Reading passage:
-------------------------

This kind of thing seems to actually be brought up most often in television discussions in a sneering way. "Stupid American audiences are too lazy for Community/Arrested Development/etc. and don't want their brain to be taxed in the slightest."
There wasn't anyone I immediately latched onto as someone to root for.
This is more often used as a way to complain about studio/executive/network interference smoothing out or "dumbing down" stuff because they're afraid that those "stupid American audiences" have to have a likeable main character that they have to root for unambiguously.

-------------------------

[Stored data entries]

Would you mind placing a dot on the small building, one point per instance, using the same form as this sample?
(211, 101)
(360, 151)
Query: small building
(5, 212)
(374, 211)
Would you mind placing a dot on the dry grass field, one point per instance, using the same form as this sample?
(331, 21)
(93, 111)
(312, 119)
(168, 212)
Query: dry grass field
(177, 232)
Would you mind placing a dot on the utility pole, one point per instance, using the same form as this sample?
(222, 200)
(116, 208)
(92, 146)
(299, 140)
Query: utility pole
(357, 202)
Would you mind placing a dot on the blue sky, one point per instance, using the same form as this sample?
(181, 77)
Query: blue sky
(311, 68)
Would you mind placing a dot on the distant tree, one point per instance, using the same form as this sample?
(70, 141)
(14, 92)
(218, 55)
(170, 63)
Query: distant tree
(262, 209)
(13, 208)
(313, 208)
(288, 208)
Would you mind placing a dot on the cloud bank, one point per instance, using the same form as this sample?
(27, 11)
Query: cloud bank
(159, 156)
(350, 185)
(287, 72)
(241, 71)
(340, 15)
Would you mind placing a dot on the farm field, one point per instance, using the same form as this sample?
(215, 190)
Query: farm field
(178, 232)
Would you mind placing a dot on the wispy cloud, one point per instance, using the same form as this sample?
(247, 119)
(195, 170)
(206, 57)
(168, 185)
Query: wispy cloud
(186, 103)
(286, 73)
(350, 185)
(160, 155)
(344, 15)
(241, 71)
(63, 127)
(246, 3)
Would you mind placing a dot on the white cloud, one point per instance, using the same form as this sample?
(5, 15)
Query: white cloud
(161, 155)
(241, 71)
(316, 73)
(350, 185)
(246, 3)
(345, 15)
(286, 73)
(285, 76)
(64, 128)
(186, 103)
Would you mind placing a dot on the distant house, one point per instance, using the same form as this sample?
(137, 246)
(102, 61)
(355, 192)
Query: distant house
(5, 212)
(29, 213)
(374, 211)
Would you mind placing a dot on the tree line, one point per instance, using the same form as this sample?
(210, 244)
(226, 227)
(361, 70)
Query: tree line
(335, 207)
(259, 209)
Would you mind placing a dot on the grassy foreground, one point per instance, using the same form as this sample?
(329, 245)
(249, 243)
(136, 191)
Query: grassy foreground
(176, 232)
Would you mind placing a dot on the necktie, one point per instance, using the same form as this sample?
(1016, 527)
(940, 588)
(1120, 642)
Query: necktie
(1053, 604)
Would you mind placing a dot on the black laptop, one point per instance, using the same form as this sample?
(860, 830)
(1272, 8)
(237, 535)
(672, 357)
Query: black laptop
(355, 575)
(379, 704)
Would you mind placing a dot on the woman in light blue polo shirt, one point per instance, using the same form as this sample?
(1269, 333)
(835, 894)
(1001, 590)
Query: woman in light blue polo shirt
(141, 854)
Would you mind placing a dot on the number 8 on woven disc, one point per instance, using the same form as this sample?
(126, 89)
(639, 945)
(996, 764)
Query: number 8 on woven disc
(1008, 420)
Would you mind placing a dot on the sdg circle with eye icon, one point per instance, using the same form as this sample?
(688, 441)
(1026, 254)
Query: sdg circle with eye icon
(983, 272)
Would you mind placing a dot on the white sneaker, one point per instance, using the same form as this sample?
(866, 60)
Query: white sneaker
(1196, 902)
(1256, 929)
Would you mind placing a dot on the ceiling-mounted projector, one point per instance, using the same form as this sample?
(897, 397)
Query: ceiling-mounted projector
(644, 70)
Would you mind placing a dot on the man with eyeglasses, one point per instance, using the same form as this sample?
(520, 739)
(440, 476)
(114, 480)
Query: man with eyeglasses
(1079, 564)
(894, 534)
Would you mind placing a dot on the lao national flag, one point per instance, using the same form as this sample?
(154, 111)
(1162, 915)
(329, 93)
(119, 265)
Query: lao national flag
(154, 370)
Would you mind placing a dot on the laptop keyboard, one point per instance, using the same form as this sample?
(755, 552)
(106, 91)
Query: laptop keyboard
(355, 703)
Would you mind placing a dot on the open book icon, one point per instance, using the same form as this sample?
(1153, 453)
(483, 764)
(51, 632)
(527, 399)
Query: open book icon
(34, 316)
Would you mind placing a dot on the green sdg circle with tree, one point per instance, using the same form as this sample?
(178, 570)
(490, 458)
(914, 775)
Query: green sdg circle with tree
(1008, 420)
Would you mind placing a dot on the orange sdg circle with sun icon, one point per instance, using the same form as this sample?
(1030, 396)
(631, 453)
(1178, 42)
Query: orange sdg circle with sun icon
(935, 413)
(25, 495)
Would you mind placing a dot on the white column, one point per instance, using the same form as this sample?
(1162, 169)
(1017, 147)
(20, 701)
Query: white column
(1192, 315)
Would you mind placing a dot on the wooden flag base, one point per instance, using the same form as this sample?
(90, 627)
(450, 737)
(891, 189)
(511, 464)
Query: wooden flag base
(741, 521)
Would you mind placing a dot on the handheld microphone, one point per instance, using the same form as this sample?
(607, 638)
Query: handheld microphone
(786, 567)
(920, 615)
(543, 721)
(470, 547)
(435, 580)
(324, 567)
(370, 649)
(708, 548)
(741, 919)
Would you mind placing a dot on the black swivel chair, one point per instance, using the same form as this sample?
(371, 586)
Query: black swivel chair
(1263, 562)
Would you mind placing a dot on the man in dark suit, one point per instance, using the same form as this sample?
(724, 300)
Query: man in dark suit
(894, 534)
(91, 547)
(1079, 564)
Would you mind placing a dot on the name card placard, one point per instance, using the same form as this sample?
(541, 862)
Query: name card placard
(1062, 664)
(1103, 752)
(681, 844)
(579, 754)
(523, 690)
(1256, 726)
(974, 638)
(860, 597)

-------------------------

Problem:
In the passage about television audiences, what does it say studios and networks are afraid "stupid American audiences" have to have? The entries are unrelated to the passage about television audiences and stand as separate material.

Answer space:
A likeable main character that they have to root for unambiguously.